Task to carry out: Can you rewrite the data below so that every "place a point" becomes "put a marker", with nothing else altered?

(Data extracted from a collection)
* * * *
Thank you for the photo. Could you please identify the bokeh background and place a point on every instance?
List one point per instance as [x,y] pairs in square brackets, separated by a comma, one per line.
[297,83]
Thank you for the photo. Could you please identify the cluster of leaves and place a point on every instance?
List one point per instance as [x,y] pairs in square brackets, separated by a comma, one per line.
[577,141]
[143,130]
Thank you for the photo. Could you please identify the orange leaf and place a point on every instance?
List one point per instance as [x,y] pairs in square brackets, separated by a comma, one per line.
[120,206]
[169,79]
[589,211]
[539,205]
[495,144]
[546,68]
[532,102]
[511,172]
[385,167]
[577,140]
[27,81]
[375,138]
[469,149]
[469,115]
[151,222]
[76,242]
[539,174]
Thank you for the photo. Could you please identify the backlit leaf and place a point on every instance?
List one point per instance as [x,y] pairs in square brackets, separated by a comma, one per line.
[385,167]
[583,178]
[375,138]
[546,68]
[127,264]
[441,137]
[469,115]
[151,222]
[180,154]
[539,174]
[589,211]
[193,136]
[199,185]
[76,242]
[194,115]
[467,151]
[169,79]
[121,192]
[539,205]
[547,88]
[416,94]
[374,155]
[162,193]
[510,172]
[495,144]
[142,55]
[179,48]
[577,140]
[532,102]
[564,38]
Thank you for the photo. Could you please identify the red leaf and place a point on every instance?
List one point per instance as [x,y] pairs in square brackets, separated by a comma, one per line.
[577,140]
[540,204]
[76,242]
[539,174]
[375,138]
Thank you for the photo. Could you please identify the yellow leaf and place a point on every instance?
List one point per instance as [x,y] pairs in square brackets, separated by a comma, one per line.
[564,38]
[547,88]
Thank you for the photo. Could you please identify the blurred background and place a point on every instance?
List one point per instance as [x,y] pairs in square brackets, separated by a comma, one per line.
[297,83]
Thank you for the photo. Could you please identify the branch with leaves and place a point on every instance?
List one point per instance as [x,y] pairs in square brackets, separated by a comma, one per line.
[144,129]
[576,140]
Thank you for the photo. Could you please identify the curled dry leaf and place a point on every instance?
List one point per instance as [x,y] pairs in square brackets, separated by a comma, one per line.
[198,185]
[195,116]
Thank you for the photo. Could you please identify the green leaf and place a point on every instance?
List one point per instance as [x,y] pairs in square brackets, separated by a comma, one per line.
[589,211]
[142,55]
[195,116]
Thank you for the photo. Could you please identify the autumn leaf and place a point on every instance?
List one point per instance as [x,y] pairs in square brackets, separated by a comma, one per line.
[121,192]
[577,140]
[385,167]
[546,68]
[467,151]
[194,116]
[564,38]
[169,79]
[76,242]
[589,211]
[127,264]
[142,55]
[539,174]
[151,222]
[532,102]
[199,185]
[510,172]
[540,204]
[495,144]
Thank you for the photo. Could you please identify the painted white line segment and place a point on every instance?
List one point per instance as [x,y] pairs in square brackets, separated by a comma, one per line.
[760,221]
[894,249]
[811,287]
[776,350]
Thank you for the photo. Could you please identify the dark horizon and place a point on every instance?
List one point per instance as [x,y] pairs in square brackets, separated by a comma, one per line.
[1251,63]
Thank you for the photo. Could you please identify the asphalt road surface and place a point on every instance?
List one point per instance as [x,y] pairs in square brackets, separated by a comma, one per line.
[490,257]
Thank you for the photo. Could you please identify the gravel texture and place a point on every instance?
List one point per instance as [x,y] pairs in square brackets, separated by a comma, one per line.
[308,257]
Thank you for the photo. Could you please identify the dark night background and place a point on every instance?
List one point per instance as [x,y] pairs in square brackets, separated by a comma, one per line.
* * * *
Answer to this problem:
Thank you for the photo. Could you please identify the bokeh background and put a marker on every instance?
List one point per instance as [x,y] pairs in square brackets, separated by a comma, one per line.
[297,83]
Thank you for the photo. Could you please identify the cluster of leaves and put a marker on every instance?
List one point per instance as [x,y] pairs in square brackets, separated by a comma, one per line.
[577,141]
[143,130]
Thank you for the photo. Could you please identify the orange leaf and put a marker on every instance?
List one point per instance as [x,y] pairs in square brackets, separated by a comma, one per line.
[120,206]
[169,79]
[589,211]
[539,205]
[495,144]
[546,68]
[532,102]
[511,172]
[385,167]
[577,140]
[27,81]
[375,138]
[469,149]
[469,115]
[151,222]
[76,242]
[539,174]
Thank you for the photo. Could you please identify the backlit leaf and put a marker on every instance?
List one point per instance as [x,y] pairs in square brackets, separated by a comma, one per line.
[385,167]
[583,178]
[375,138]
[546,68]
[127,264]
[441,137]
[469,115]
[151,222]
[180,154]
[539,174]
[589,211]
[193,136]
[199,185]
[76,242]
[194,115]
[467,151]
[169,79]
[121,192]
[539,205]
[547,88]
[416,94]
[374,155]
[162,193]
[510,172]
[495,144]
[142,55]
[179,48]
[577,140]
[532,102]
[564,38]
Thank you for the photo. Could you please identify the red leaf and put a marker on every instance?
List one point per instance as [x,y] pairs in square brackets, separated by a comma, one per line.
[577,140]
[540,204]
[76,242]
[539,174]
[375,138]
Thank you for the photo. Could you please identify the yellow leaf and put a marker on every instance?
List one point per instance as [x,y] pairs in square brackets, separated by a comma, one per line.
[564,38]
[547,88]
Thank you for the photo. Could you please identify the blurred background and put a marker on every instance?
List one point per instance as [x,y] pairs in square brackets, separated by a comma, one per line.
[297,83]
Thank you for the photo. Could you please identify the branch with leaves and put a marker on every instance?
List one point per instance as [x,y] pairs in square brackets, separated by a comma, one per line.
[144,129]
[576,140]
Thank you for the photo. Could you please identify the curled dry leaf and put a marker on every instance?
List one point per instance as [x,y] pairs in square brackets, separated by a comma, one per line.
[198,185]
[195,116]
Thank you for the photo. Could you please identify the green leaf and put a marker on every instance?
List one point per instance as [x,y] pairs in square brackets, separated by a comma, one per line.
[589,211]
[142,55]
[195,116]
Thank you for the photo. Could you please identify the autumn leaf and put a marker on every instance?
List one point per instance as [x,y] pairs in square brackets, separated by a comma, one per line.
[121,192]
[577,140]
[385,167]
[546,68]
[467,151]
[194,116]
[564,38]
[169,79]
[76,242]
[589,211]
[127,264]
[142,55]
[539,174]
[151,222]
[532,102]
[199,185]
[510,172]
[540,204]
[495,144]
Thank you for the photo. Could you please identify the painted white line segment and put a marker on every instance?
List one point per instance as [x,y] pairs in square brackets, separated by a comma, one per line.
[760,221]
[894,249]
[811,287]
[776,350]
Thank you for the photo. Could you please identify the dark horizon and put a marker on every instance?
List one point per instance as [x,y] pairs in square brackets, separated by a comma, one per line.
[1251,63]
Thank you for the photo. Could you please identify the asphalt road surface and put a marker on every instance?
List one point per instance as [x,y] pairs in square brackets, separated by a comma, one per line.
[490,257]
Thank you for the photo. Could you please identify the gravel texture and put a marker on every instance?
List one point per instance as [x,y] pairs in square brackets, separated by a comma, one per line.
[308,257]
Thank you for the photo. Could you please identify the dark night background and put a marker on every instance?
List one point per instance as [x,y] pairs in square brackets, separated by a comma, one per line.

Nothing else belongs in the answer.